::: Source extract :::

Iran Drops the Fig Leaf of Its Nuclear Fatwa
Bobby Ghosh
February 10, 2021, 11:30 PM MST
As red herrings go, Iranian Supreme Leader Ali Khamenei’s “fatwa,” or religious ruling, against nukes has grown funky with age. But that hasn’t stopped officials in Tehran from airing it when convenient, or kept their counterparts in Washington from breathing it in.
First floated in 2003, the fatwa surfaced again this week when Intelligence Minister Mahmoud Alavi said Iran would develop a nuclear weapon if the U.S. and other western nations kept up economic and political pressure on the regime. “The supreme leader clearly said in his fatwa that producing nuclear weapons is against religious law and the Islamic Republic will not pursue it and considers it forbidden,” Alavi said on state TV. “But [if] they push Iran in that direction, it would not be Iran’s fault but the fault of those who pushed Iran.”
This is only the latest of Tehran’s attempts to pressure the Biden administration into lifting the sanctions imposed by President Donald Trump. It comes amid speculation about how long it would take Iran to build a nuclear weapon — a matter of weeks, six months or up to two years, depending on who’s speculating.
The Biden administration has, rightly, expressed alarm at the intelligence minister’s comments. Alavi’s threat represents a significant escalation in Iran’s rhetoric around its nuclear program. But he may also have done the U.S. a service by dispensing with the fiction that the program was governed by religious decree.
Until now, the regime has maintained it could not and would not pursue nukes because Khamenei has declared them un-Islamic. The supreme leader himself has repeated that assertion, invoking the Arabic word “haram,” or religiously forbidden.
In turn, American officials have taken comfort in Khamenei’s fatwa, arguing that the religious decree demonstrated his real attitude toward nuclear weapons. It was cited by President Barack Obama and Secretary of State John Kerry in the lead up to the 2015 nuclear deal between Iran and the world powers. Administration officials briefing journalists at the time suggested the fatwa would allow the government of President Hassan Rouhani to sell the deal to hard-liners in the regime, who wanted Iran to build nuclear weapons.
But the Obama team imbued the fatwa with far more import than it merited. The decree was always more political than religious — designed to provide cover for whatever nuclear course was expedient for Tehran at any given time.

:::

Task A: According to the column on Iran's nuclear fatwa, in what year was the fatwa first floated?
The records have nothing to do with the column on Iran's nuclear fatwa.

::: Material for the task :::

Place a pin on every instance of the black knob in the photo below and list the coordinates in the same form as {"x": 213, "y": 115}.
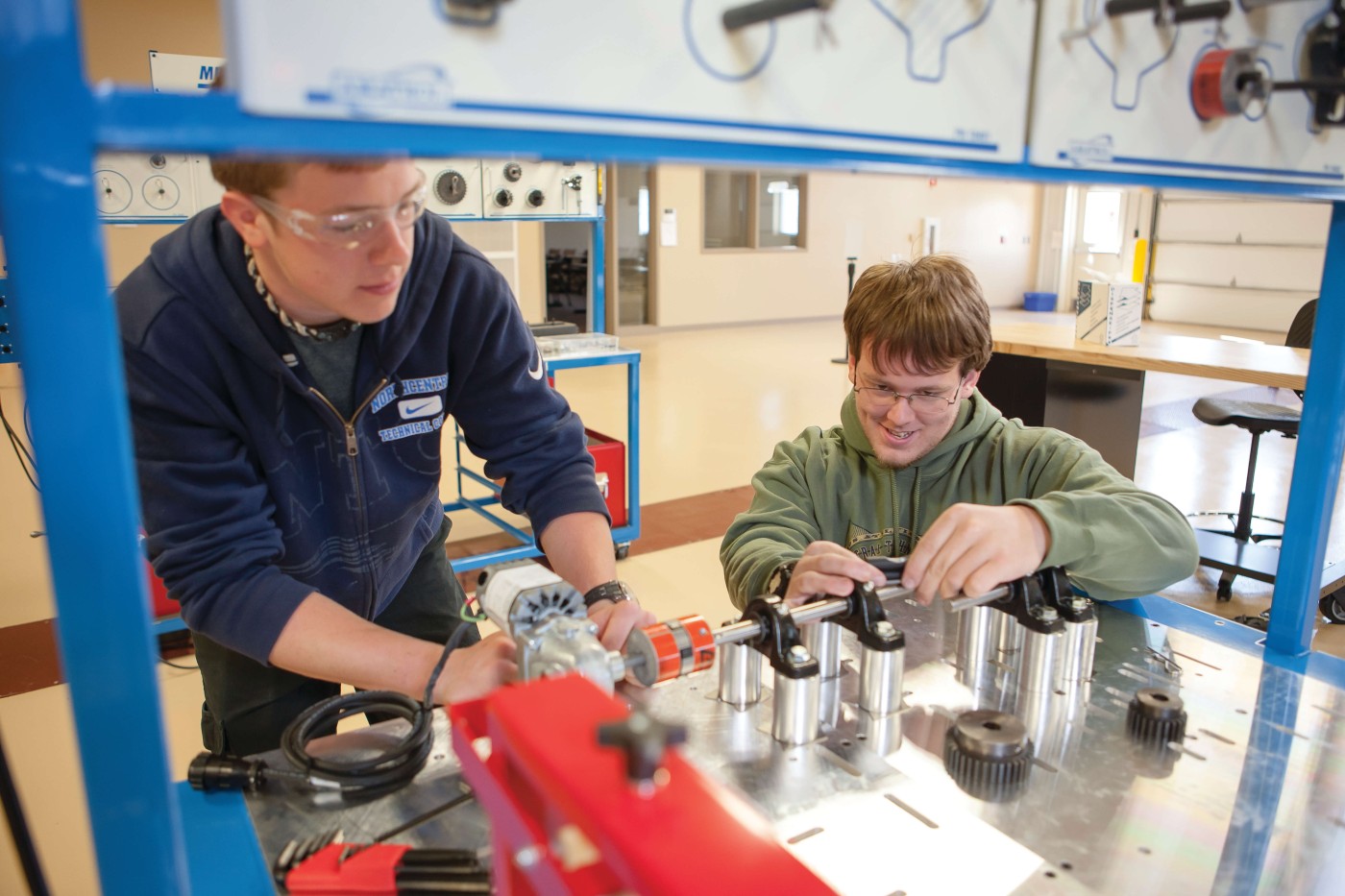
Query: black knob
{"x": 645, "y": 740}
{"x": 1156, "y": 717}
{"x": 988, "y": 754}
{"x": 219, "y": 771}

:::

Task B: Print every line of the records word for word, leaving the pictures out.

Output A: 2003

Output B:
Place a pin on every instance of the black knob in the photo below and list the coordinates in the same form as {"x": 213, "y": 115}.
Query: black knob
{"x": 645, "y": 740}
{"x": 1156, "y": 717}
{"x": 988, "y": 754}
{"x": 219, "y": 771}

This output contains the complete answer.